**Work required:** Present every line of the records below as a Markdown table, leaving out blank lines. Use two columns, "Row" for a running number and "Line" for the line itself.

**Record excerpts:**
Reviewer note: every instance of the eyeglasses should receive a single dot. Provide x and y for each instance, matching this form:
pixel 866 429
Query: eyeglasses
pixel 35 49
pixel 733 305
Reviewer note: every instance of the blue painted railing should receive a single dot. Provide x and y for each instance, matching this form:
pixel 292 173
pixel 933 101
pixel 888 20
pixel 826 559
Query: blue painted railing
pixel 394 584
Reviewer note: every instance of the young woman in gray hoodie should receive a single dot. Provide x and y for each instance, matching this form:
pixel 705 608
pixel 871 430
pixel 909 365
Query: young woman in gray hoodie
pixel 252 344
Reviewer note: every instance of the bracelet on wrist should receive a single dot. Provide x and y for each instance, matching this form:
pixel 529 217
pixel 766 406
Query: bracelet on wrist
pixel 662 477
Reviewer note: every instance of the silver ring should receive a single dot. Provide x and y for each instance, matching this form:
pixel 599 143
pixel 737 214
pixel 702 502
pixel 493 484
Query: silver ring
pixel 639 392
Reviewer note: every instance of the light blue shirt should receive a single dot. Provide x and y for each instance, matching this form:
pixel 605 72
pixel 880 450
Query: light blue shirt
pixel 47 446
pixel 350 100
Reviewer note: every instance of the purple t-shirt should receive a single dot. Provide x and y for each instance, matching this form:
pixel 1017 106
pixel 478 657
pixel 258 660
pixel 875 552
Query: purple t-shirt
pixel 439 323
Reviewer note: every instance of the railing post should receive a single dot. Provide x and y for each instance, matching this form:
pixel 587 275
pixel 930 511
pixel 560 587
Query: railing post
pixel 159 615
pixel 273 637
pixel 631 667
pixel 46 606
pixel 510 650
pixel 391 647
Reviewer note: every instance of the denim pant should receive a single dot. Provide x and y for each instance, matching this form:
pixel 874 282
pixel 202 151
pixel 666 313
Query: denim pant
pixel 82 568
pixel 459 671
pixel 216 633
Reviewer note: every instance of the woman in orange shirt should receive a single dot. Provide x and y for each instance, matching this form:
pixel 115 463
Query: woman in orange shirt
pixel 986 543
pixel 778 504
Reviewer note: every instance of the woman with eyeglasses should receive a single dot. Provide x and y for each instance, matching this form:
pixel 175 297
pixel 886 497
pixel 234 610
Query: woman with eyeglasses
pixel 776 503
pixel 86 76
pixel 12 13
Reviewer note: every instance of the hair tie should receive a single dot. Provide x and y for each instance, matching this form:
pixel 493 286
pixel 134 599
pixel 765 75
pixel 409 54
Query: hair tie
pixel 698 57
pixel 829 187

**The response:**
| Row | Line |
|---|---|
| 1 | Reviewer note: every instance of the eyeglasses should receive a single dot. Provide x and y for each instance, matching this form: |
| 2 | pixel 866 429 |
| 3 | Query: eyeglasses |
| 4 | pixel 35 49 |
| 5 | pixel 733 305 |
| 6 | Reviewer note: every instance of the blue painted railing should receive a single dot. Provide x and y for each instance, matching this form: |
| 7 | pixel 292 173 |
| 8 | pixel 933 101 |
| 9 | pixel 888 20 |
| 10 | pixel 826 559 |
| 11 | Query: blue painted railing |
| 12 | pixel 394 584 |
| 13 | Reviewer note: every instance of the young woman in gray hoodie should receive a single dot. Provide x and y for each instance, matching this form: |
| 14 | pixel 705 608 |
| 15 | pixel 871 430 |
| 16 | pixel 909 365 |
| 17 | Query: young woman in gray hoodie |
| 18 | pixel 252 344 |
| 19 | Reviewer note: every instance of the bracelet on wrist should receive a single dot. Provide x and y for each instance, matching this form: |
| 20 | pixel 529 217 |
| 21 | pixel 766 406 |
| 22 | Query: bracelet on wrist |
| 23 | pixel 662 477 |
| 24 | Reviewer note: every instance of the silver ring should receive a single dot. Provide x and y for each instance, matching this form: |
| 25 | pixel 599 143 |
| 26 | pixel 737 214 |
| 27 | pixel 702 502 |
| 28 | pixel 493 484 |
| 29 | Query: silver ring |
| 30 | pixel 639 392 |
| 31 | Reviewer note: every instance of the light blue shirt should receive a single dot. Provide x and y for each instance, matching this form: |
| 32 | pixel 605 72 |
| 33 | pixel 880 450 |
| 34 | Query: light blue shirt |
| 35 | pixel 47 446 |
| 36 | pixel 350 100 |
| 37 | Reviewer note: every instance of the purple t-shirt should receive a single dot. Provide x and y for each instance, matching this form: |
| 38 | pixel 1017 106 |
| 39 | pixel 478 657 |
| 40 | pixel 258 660 |
| 41 | pixel 875 552 |
| 42 | Query: purple t-shirt |
| 43 | pixel 439 323 |
| 44 | Reviewer note: every instance of the railing post should receive a single dot. Provide x and y for each instance, matching this form: |
| 45 | pixel 587 275 |
| 46 | pixel 930 511 |
| 47 | pixel 560 587 |
| 48 | Query: railing post |
| 49 | pixel 159 615 |
| 50 | pixel 273 637 |
| 51 | pixel 631 667 |
| 52 | pixel 46 606 |
| 53 | pixel 510 650 |
| 54 | pixel 391 647 |
| 55 | Reviewer note: every instance of the denim pant should receive a single dot. Provide x and y for each instance, matching this form: |
| 56 | pixel 874 282 |
| 57 | pixel 202 151 |
| 58 | pixel 666 313 |
| 59 | Query: denim pant |
| 60 | pixel 82 568 |
| 61 | pixel 459 671 |
| 62 | pixel 216 633 |
| 63 | Reviewer note: every instance of the woman in orange shirt should receive a single dot. Provide x and y for each instance, matching this form: |
| 64 | pixel 115 463 |
| 65 | Query: woman in orange shirt |
| 66 | pixel 986 543 |
| 67 | pixel 778 504 |
| 68 | Reviewer note: every instance of the woman with eyeglasses should receive a single dot. Provide x and y for each instance, matching this form: |
| 69 | pixel 175 297 |
| 70 | pixel 886 497 |
| 71 | pixel 234 610 |
| 72 | Query: woman with eyeglasses |
| 73 | pixel 776 503 |
| 74 | pixel 86 76 |
| 75 | pixel 12 13 |
| 76 | Reviewer note: every instance of the hair tie should receive a single dot. Provide x and y for each instance, matching this form: |
| 77 | pixel 493 286 |
| 78 | pixel 134 599 |
| 79 | pixel 765 75 |
| 80 | pixel 409 54 |
| 81 | Query: hair tie |
| 82 | pixel 698 57 |
| 83 | pixel 829 187 |